** Seitenauszug **
· · · ·

Triumph des Kleinbürgertums
Das Bildungsbürgertum blickt auf uns herab, weil unsere Horizonte angeblich zu eng seien. Die Bohème verabscheut unsere Sekundärtugenden. Die Linke hasst uns, weil wir ihre Revolution nicht ins Werk setzen. Und die politische Kaste dichtet uns Ausländerfeindlichkeit an, um in unserem Namen ihre xenophobe Politik durchzusetzen.
Dass Kleinbürgerinnen und Kleinbürger immer wieder großer Verachtung aus weiten Teilen der Gesellschaft ausgesetzt sind, wurde an dieser Stelle bereits mehrfach erörtert: Das Bildungsbürgertum blickt auf uns herab, weil unsere Horizonte angeblich zu eng seien. Die Bohème verabscheut unsere Sekundärtugenden. Die Linke hasst uns, weil wir ihre Revolution nicht ins Werk setzen. Und die politische Kaste dichtet uns Ausländerfeindlichkeit an, um in unserem Namen ihre xenophobe Politik durchzusetzen.

· · · ·

** Aufgabe A **
Übersetze den Satz „Die Bohème verabscheut unsere Sekundärtugenden.“ aus dem Seitenauszug ins Englische.
Der Seitenauszug und die Datensätze haben nichts miteinander zu tun.

· · · ·

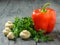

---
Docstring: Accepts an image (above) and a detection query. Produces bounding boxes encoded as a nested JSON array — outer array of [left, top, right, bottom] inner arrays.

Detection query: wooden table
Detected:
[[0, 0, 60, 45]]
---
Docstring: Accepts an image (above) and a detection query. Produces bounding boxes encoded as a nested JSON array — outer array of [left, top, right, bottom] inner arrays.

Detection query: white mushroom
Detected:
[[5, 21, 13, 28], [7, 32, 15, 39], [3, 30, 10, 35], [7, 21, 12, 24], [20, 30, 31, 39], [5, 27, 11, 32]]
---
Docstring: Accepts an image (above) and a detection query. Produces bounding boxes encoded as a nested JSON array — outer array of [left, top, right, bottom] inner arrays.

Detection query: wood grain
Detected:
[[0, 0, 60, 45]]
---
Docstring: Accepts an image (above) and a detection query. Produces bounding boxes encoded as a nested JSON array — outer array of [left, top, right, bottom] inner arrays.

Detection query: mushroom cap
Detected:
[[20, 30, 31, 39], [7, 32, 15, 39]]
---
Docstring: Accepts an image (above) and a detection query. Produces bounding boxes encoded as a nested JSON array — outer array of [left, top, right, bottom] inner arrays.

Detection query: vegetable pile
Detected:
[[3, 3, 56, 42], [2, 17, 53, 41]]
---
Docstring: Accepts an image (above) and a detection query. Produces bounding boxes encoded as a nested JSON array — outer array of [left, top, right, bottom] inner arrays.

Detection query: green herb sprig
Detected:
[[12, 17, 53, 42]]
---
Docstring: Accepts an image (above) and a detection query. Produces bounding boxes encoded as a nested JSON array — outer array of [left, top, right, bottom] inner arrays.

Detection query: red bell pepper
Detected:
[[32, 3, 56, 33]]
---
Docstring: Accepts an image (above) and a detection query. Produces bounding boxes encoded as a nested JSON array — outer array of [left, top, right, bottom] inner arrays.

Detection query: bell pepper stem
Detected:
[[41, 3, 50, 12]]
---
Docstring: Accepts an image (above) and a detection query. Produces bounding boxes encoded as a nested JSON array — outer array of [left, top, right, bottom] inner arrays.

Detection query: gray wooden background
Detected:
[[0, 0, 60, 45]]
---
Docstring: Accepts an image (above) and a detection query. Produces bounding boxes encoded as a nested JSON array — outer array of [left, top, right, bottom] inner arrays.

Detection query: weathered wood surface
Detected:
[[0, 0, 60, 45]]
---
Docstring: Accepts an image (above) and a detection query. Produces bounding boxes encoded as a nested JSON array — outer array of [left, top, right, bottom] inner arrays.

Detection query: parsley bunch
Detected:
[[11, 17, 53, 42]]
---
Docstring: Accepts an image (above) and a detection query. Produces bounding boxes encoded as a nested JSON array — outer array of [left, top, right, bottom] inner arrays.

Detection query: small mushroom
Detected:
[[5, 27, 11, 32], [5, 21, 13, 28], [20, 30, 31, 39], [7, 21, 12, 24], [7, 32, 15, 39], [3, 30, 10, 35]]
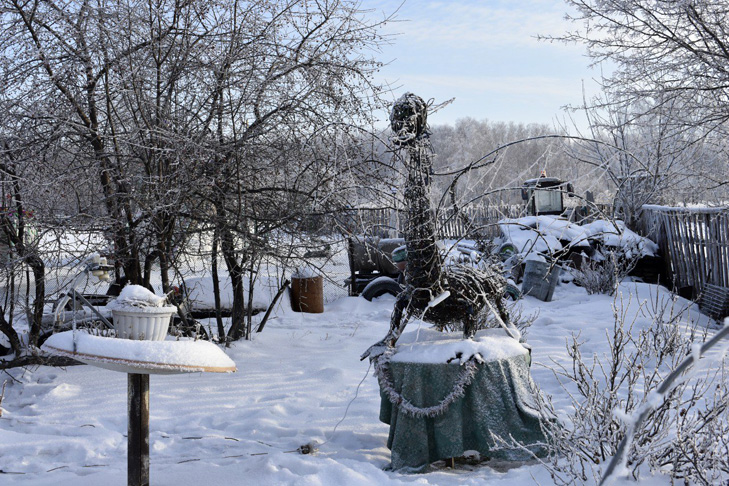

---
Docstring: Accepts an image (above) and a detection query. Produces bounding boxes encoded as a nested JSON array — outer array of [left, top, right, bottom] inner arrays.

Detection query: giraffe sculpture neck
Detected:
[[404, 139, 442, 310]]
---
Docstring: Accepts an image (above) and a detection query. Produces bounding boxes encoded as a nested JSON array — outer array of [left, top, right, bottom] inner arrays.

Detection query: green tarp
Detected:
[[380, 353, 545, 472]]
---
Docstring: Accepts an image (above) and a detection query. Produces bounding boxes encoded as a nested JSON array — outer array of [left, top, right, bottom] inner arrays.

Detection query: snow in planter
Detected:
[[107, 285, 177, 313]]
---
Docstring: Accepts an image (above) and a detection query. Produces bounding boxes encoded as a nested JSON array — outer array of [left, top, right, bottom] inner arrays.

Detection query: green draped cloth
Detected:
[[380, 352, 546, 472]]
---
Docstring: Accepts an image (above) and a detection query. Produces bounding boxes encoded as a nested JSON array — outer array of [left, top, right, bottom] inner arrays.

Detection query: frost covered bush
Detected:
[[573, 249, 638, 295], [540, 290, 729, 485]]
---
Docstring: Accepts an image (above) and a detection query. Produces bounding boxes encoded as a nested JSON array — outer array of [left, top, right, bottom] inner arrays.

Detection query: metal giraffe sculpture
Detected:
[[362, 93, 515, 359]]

· · · ·

** Aufgabe B **
Gib den Abschnitt vom Anfang der Datensätze bis einschließlich der Zeile mit „[[3, 3, 56, 42], [2, 17, 53, 41]]“ unverändert wieder und lass die Bilder dabei weg.

** Ausgabe A **
The bohemians despise our secondary virtues.

** Ausgabe B **
---
Docstring: Accepts an image (above) and a detection query. Produces bounding boxes encoded as a nested JSON array — outer array of [left, top, right, bottom] inner arrays.

Detection query: wooden table
Detected:
[[0, 0, 60, 45]]
---
Docstring: Accepts an image (above) and a detection query. Produces bounding boxes encoded as a nested JSON array — outer array of [left, top, right, bottom] inner arrays.

Detection query: white mushroom
Detected:
[[5, 21, 13, 28], [7, 32, 15, 39], [3, 30, 10, 35], [7, 21, 12, 24], [20, 30, 31, 39], [5, 27, 11, 32]]
---
Docstring: Accepts an image (above) and a detection query. Produces bounding boxes encoded as a nested JSON array — outer array of [left, top, right, bottom] inner arrays.

Detection query: wood grain
Detected:
[[0, 0, 60, 45]]
---
Docstring: Accepts an image (above) and a detection query. Produces bounding boxes encoded as a nested JSON array — outer array of [left, top, right, bottom] inner arrays.

Detection query: mushroom cap
Detected:
[[20, 30, 31, 39], [7, 32, 15, 39]]
---
Docstring: Accepts an image (above) and a detection query. Produces bounding boxes encoded as a nested JSON array — outer array of [left, top, right, bottom] inner arrays.

Detection query: vegetable pile
Detected:
[[3, 3, 56, 42], [2, 17, 53, 41]]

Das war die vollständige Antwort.